• _DO THIS_: Rewrite the items from the start through the line with "[(393, 236)]", changing "drop a dot" to "place a marker" and leaving everything else as it is. Give back only those lines.

_ _ _ _ _ _ _

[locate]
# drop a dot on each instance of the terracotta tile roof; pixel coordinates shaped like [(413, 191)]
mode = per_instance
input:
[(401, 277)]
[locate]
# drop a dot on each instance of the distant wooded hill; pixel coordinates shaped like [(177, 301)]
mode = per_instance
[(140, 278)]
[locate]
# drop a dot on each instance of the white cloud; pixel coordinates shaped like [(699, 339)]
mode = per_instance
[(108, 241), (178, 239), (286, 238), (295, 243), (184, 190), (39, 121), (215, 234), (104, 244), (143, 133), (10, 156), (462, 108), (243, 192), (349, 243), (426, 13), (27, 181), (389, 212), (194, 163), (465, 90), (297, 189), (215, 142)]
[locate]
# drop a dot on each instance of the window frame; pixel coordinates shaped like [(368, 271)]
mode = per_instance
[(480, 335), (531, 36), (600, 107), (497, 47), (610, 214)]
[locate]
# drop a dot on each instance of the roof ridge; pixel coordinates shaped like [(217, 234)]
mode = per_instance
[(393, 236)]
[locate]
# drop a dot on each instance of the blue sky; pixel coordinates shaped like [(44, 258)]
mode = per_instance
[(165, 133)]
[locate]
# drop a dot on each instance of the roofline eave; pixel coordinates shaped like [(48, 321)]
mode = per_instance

_ _ _ _ _ _ _

• _ANSWER BELOW_:
[locate]
# place a marker on each instance of the terracotta tile roof; pixel coordinates shaped like [(413, 191)]
mode = per_instance
input:
[(401, 277)]
[locate]
# place a marker on each instance of the distant wooded hill; pixel coordinates shaped like [(177, 301)]
mode = per_instance
[(140, 278)]
[locate]
# place a marker on each instance of the white cloud; pixel coordinates shaped like [(699, 339)]
mode = per_instance
[(108, 241), (178, 239), (286, 238), (295, 243), (184, 190), (39, 121), (215, 234), (104, 244), (143, 133), (10, 156), (462, 108), (243, 192), (349, 243), (426, 13), (27, 181), (389, 212), (194, 163), (465, 90), (297, 189), (215, 142)]
[locate]
# place a marker on each instance of the window frame; pixel coordinates shaped like [(368, 271)]
mode = per_instance
[(480, 335), (531, 36), (600, 107), (497, 47), (610, 214)]
[locate]
# place a marker on each instance of the roof ridge; pixel coordinates shaped like [(217, 234)]
mode = per_instance
[(393, 236)]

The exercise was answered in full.